Labeled contour entries
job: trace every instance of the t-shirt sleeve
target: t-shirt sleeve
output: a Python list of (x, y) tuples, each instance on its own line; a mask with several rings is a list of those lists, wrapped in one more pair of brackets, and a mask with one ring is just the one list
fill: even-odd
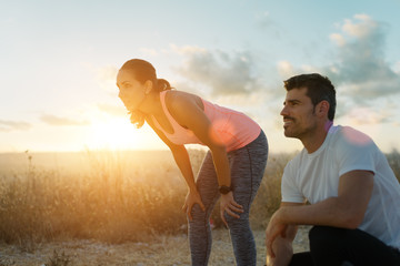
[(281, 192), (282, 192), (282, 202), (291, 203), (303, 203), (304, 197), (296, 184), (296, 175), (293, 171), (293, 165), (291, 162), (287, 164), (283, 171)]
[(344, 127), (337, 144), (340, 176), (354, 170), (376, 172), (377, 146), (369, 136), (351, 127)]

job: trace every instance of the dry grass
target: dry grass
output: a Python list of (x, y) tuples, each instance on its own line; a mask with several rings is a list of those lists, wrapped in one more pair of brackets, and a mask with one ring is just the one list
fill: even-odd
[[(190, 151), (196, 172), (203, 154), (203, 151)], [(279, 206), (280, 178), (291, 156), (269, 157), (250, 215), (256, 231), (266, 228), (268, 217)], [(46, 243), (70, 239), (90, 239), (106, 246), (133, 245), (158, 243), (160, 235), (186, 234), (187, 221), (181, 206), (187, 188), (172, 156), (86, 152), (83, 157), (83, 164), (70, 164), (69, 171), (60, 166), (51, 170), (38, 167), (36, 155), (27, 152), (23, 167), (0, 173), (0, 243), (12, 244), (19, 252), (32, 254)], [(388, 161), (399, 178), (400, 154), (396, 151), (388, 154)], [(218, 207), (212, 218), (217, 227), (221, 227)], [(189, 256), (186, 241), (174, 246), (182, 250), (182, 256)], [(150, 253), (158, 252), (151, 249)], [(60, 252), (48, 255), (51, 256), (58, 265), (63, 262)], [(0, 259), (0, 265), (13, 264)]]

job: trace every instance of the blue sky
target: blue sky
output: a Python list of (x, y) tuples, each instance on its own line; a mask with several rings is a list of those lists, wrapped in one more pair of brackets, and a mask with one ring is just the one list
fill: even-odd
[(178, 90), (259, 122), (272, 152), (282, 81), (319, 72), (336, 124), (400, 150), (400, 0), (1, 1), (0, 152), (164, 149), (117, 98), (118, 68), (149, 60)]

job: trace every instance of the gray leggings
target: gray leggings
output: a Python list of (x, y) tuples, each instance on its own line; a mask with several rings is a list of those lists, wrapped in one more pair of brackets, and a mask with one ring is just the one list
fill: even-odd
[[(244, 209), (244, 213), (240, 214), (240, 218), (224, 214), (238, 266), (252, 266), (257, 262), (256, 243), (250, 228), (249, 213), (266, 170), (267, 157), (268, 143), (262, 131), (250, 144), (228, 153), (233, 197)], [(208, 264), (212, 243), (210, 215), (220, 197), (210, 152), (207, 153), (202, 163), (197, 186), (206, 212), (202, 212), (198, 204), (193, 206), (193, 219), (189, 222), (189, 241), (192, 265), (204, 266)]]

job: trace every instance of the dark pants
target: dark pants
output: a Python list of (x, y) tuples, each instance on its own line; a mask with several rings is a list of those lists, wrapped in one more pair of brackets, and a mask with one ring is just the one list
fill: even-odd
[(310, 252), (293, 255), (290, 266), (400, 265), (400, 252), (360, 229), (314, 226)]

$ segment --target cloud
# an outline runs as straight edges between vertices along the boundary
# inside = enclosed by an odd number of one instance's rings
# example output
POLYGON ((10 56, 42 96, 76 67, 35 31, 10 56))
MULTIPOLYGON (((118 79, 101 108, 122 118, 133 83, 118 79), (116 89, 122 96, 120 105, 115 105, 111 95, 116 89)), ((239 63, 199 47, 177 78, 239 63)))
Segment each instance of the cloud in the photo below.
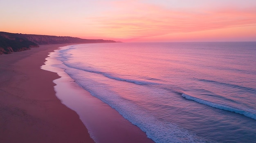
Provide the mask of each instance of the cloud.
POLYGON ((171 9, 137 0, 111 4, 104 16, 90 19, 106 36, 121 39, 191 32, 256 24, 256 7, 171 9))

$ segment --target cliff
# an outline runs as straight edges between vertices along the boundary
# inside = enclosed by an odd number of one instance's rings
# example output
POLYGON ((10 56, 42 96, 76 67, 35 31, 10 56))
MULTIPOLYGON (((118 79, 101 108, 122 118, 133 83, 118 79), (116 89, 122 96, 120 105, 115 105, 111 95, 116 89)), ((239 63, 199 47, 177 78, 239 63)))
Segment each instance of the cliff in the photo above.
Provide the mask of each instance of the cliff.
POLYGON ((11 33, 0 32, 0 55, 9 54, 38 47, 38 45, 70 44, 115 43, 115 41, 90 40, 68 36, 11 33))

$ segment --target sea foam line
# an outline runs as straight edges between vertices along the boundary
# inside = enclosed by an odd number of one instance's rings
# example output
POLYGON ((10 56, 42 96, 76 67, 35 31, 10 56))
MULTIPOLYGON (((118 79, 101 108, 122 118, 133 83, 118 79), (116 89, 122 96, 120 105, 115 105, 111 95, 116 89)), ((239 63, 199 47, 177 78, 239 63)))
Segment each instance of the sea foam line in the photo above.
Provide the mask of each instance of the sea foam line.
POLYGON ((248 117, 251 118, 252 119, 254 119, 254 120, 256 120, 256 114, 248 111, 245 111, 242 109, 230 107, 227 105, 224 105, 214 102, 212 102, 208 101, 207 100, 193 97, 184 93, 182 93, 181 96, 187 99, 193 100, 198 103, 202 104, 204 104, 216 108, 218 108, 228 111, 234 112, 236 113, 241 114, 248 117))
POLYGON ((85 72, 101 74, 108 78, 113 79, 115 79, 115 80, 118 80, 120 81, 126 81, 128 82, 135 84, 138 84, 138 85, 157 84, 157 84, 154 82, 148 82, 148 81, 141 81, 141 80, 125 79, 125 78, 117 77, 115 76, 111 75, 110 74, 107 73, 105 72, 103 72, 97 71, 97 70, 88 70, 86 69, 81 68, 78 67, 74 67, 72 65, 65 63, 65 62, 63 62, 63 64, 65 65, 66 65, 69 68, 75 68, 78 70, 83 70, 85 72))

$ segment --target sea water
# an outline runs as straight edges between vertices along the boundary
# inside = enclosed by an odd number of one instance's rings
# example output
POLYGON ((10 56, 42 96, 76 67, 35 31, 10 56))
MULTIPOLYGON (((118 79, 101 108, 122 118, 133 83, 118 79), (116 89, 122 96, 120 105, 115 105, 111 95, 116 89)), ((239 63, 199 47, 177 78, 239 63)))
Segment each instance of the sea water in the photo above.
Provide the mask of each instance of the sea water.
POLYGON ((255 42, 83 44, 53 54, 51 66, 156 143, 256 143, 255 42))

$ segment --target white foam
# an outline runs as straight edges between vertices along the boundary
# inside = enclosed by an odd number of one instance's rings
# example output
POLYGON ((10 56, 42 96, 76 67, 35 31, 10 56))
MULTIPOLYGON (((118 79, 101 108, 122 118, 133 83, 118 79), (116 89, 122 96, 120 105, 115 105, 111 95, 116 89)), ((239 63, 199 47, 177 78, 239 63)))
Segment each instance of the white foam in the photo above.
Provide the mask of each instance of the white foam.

Given exercise -
Reproduce the material above in full, exactly, with no images.

Result below -
job: trace every instance of the t-shirt sleeve
target: t-shirt sleeve
output: a Python list of (x, y) tuples, each instance on its own line; a mask with several rings is a list of those lists, wrapped in one more pair of brackets, and a mask with one ring is just the one list
fill: even-odd
[(281, 192), (282, 192), (282, 202), (291, 203), (303, 203), (304, 197), (296, 184), (296, 175), (293, 171), (293, 165), (291, 162), (287, 164), (283, 171)]
[(344, 127), (337, 144), (340, 176), (354, 170), (376, 172), (377, 146), (369, 136), (351, 127)]

job: trace every instance of the dry grass
target: dry grass
output: a Python list of (x, y) tuples, each instance on its own line; a mask with several rings is a list of those lists, wrapped in one more pair of brackets, and a mask with one ring is just the one list
fill: even-odd
[[(190, 151), (196, 172), (203, 154), (203, 151)], [(279, 206), (280, 178), (291, 156), (269, 157), (250, 215), (256, 231), (266, 228), (268, 217)], [(46, 243), (70, 239), (90, 239), (106, 246), (133, 245), (158, 243), (160, 235), (186, 234), (187, 221), (181, 206), (187, 188), (172, 156), (86, 152), (83, 157), (83, 164), (70, 164), (69, 171), (60, 166), (51, 170), (38, 167), (36, 155), (27, 152), (23, 167), (0, 173), (0, 243), (12, 244), (19, 252), (32, 254)], [(388, 161), (399, 178), (400, 154), (396, 151), (388, 154)], [(218, 207), (212, 218), (217, 227), (221, 227)], [(189, 256), (186, 241), (174, 246), (182, 250), (182, 256)], [(150, 253), (158, 252), (151, 249)], [(60, 252), (48, 255), (51, 256), (58, 265), (63, 262)], [(0, 259), (0, 265), (13, 264)]]

job: trace every instance of the blue sky
target: blue sky
output: a Python list of (x, y) tuples, each instance on its own line; a mask with several rings is a list of those lists, wrapped in one more pair of brackets, and a mask with one ring is just the one list
fill: even-odd
[(178, 90), (259, 122), (272, 152), (282, 81), (319, 72), (336, 124), (400, 150), (400, 0), (1, 1), (0, 152), (164, 149), (117, 98), (118, 68), (149, 60)]

job: trace every instance of the gray leggings
target: gray leggings
output: a Python list of (x, y) tuples, each instance on its own line; a mask with several rings is a list of those lists, wrapped in one more pair of brackets, and a mask with one ring is just the one list
fill: even-odd
[[(244, 209), (244, 213), (240, 214), (240, 218), (224, 214), (238, 266), (252, 266), (257, 262), (256, 243), (250, 228), (249, 213), (266, 170), (267, 157), (268, 143), (262, 131), (250, 144), (228, 153), (233, 197)], [(208, 264), (212, 243), (210, 215), (220, 197), (210, 152), (207, 153), (202, 163), (197, 186), (206, 212), (202, 212), (198, 204), (193, 206), (193, 219), (189, 222), (189, 241), (192, 265), (204, 266)]]

job: trace every instance of the dark pants
target: dark pants
output: a Python list of (x, y) tuples, each instance on its own line; a mask with several rings is a list of those lists, wrapped in one more pair of brackets, and a mask with one ring is just the one list
fill: even-odd
[(310, 252), (293, 255), (290, 266), (400, 265), (400, 252), (360, 229), (314, 226)]

$ segment --target cloud
# an outline runs as straight edges between vertices along the boundary
# inside = enclosed by an odd number of one instance's rings
# example output
POLYGON ((10 56, 42 96, 76 67, 35 31, 10 56))
MULTIPOLYGON (((118 79, 101 108, 122 118, 133 83, 118 79), (116 89, 122 96, 120 105, 115 105, 111 95, 116 89)), ((239 63, 199 47, 177 78, 239 63)))
Segment each instance of the cloud in the photo below.
Provide the mask of each instance of the cloud.
POLYGON ((171 9, 137 0, 111 4, 104 16, 90 19, 106 36, 121 39, 191 32, 256 24, 256 7, 171 9))

$ segment --target cliff
# an outline runs as straight edges between vertices along the boundary
# inside = enclosed by an odd number of one instance's rings
# example output
POLYGON ((10 56, 42 96, 76 67, 35 31, 10 56))
MULTIPOLYGON (((118 79, 101 108, 122 118, 133 83, 118 79), (116 89, 122 96, 120 105, 115 105, 111 95, 116 89)), ((239 63, 199 47, 177 78, 239 63)))
Segment each instance of the cliff in the photo above.
Provide the mask of each instance of the cliff.
POLYGON ((11 33, 0 32, 0 55, 9 54, 38 47, 38 45, 70 44, 115 43, 115 41, 90 40, 68 36, 11 33))

$ segment --target sea foam line
# an outline runs as straight edges between vertices along the boundary
# inside = enclosed by an odd number of one instance's rings
# example output
POLYGON ((10 56, 42 96, 76 67, 35 31, 10 56))
MULTIPOLYGON (((118 79, 101 108, 122 118, 133 83, 118 79), (116 89, 122 96, 120 105, 115 105, 111 95, 116 89)), ((239 63, 199 47, 177 78, 239 63)))
Segment each instance of the sea foam line in the photo above.
Provide the mask of each instance of the sea foam line.
POLYGON ((248 117, 251 118, 252 119, 254 119, 254 120, 256 120, 256 114, 248 111, 245 111, 242 109, 230 107, 227 105, 224 105, 214 102, 212 102, 208 101, 207 100, 193 97, 184 93, 182 93, 181 96, 187 99, 193 100, 198 103, 202 104, 204 104, 216 108, 218 108, 228 111, 234 112, 236 113, 241 114, 248 117))
POLYGON ((85 72, 101 74, 108 78, 113 79, 115 79, 115 80, 118 80, 120 81, 126 81, 128 82, 135 84, 138 84, 138 85, 157 84, 157 84, 154 82, 148 82, 148 81, 141 81, 141 80, 125 79, 125 78, 117 77, 115 76, 111 75, 110 74, 107 73, 105 72, 103 72, 97 71, 97 70, 88 70, 86 69, 81 68, 78 67, 74 67, 72 65, 65 63, 65 62, 63 62, 63 64, 65 65, 66 65, 69 68, 75 68, 78 70, 83 70, 85 72))

$ segment --target sea water
# an outline runs as straight edges between vertices along the boundary
# inside = enclosed by an odd number of one instance's rings
# example output
POLYGON ((10 56, 42 96, 76 67, 35 31, 10 56))
MULTIPOLYGON (((118 79, 101 108, 122 118, 133 83, 118 79), (116 89, 122 96, 120 105, 115 105, 111 95, 116 89)), ((239 63, 199 47, 177 78, 239 63)))
Segment each instance of the sea water in the photo above.
Provide the mask of each instance of the sea water.
POLYGON ((255 42, 83 44, 53 54, 51 66, 156 143, 256 143, 255 42))

$ segment --target white foam
# an outline runs as straight edges between vertices along the boundary
# inside = enclosed by an odd number of one instance's rings
# example output
POLYGON ((10 56, 42 96, 76 67, 35 31, 10 56))
MULTIPOLYGON (((118 79, 101 108, 122 118, 133 83, 118 79), (116 89, 122 96, 120 105, 115 105, 111 95, 116 89)), ((239 63, 199 47, 177 78, 239 63)))
Segment each instance of the white foam in the photo above.
Provide the mask of each instance of the white foam.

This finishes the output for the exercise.